Brief :: The entries below must be reproduced exactly; their pictures are not part of the copy.

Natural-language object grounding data
□ □ □ □

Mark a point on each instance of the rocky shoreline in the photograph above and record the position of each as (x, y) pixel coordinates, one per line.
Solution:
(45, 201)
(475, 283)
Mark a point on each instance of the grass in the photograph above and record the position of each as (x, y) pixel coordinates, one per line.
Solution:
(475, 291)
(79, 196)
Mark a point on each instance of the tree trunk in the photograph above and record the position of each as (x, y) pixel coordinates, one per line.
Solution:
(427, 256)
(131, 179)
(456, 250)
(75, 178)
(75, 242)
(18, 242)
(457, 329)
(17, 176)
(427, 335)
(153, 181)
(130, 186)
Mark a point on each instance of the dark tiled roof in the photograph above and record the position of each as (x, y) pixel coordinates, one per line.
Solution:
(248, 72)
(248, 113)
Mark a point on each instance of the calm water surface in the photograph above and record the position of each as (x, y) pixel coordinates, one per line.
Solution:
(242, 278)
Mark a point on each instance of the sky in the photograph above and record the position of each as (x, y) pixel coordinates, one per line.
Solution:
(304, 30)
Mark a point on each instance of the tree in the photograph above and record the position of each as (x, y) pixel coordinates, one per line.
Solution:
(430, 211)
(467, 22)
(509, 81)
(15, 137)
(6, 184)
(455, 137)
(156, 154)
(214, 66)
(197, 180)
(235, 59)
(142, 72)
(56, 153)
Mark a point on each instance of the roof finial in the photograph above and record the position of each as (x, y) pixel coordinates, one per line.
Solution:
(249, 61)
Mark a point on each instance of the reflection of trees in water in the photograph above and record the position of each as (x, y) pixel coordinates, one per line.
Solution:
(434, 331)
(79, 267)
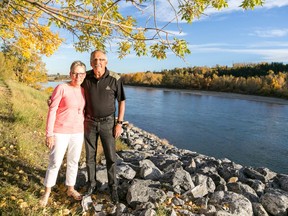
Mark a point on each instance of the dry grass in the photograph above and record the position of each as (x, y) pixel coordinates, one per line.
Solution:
(24, 157)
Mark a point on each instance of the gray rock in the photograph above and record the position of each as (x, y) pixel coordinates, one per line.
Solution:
(275, 202)
(149, 171)
(142, 191)
(230, 203)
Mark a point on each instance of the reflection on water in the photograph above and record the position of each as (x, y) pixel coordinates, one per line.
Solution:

□ □ □ □

The answer ::
Mark a point on each instance of the rocky shoreline in the photograph above and record the position of each as (x, y) pixel coordinates, one per line.
Solution:
(45, 201)
(475, 283)
Mark a point on each instance of the grass in the photograph above and record the position of each as (x, y) pixel coordinates, one per line.
Solution:
(475, 291)
(79, 196)
Mark a point on each instance of the tree trunk in the photograph above and record the position of each as (x, y) pixel coordinates, one per line.
Solution:
(427, 256)
(131, 179)
(456, 250)
(75, 178)
(75, 242)
(18, 242)
(457, 329)
(17, 176)
(427, 335)
(153, 181)
(130, 186)
Mark a point on each instance of the dark tiled roof in the photograph above and record the position of each as (x, y) pixel coordinates, one per line.
Solution:
(248, 72)
(248, 113)
Mark a point on each instance of the calm water surface in the photograph above and record the position of each as (x, y) pixel coordinates, one per line.
Solution:
(242, 278)
Mark a point on each instance of the sky in the photograph above and record the position of each as (x, y) pixel coordinates, one per line.
Solution:
(304, 30)
Mark a point on each instance of the tree in the photograph above and record the position of each as (x, y) pixel coordinates, one per line.
Solution:
(430, 211)
(467, 22)
(509, 81)
(15, 137)
(6, 184)
(455, 137)
(156, 154)
(214, 66)
(197, 180)
(235, 59)
(142, 72)
(56, 153)
Mark a point on each instance of the roof finial in the photograph above and record the position of each as (x, y) pixel coordinates, one per line.
Solution:
(249, 61)
Mark a point on each instance of the reflection of trees in water in the photograph above and record the position of each as (x, y) pixel coordinates, one per line.
Solution:
(434, 331)
(79, 267)
Mark a point on each instance of the dry grass in the photograph above and record the position of each as (x, y) pixel coordinates, one per line.
Solution:
(24, 157)
Mark a point on each instance of the gray rock in the photograph above and record the position of each as (x, y) pixel coordinates, one per line.
Solution:
(275, 202)
(149, 171)
(142, 191)
(230, 203)
Mark a point on each instance of the reflection on water in the photograph above and record the position of each as (x, y) pixel coordinates, one per line.
Solution:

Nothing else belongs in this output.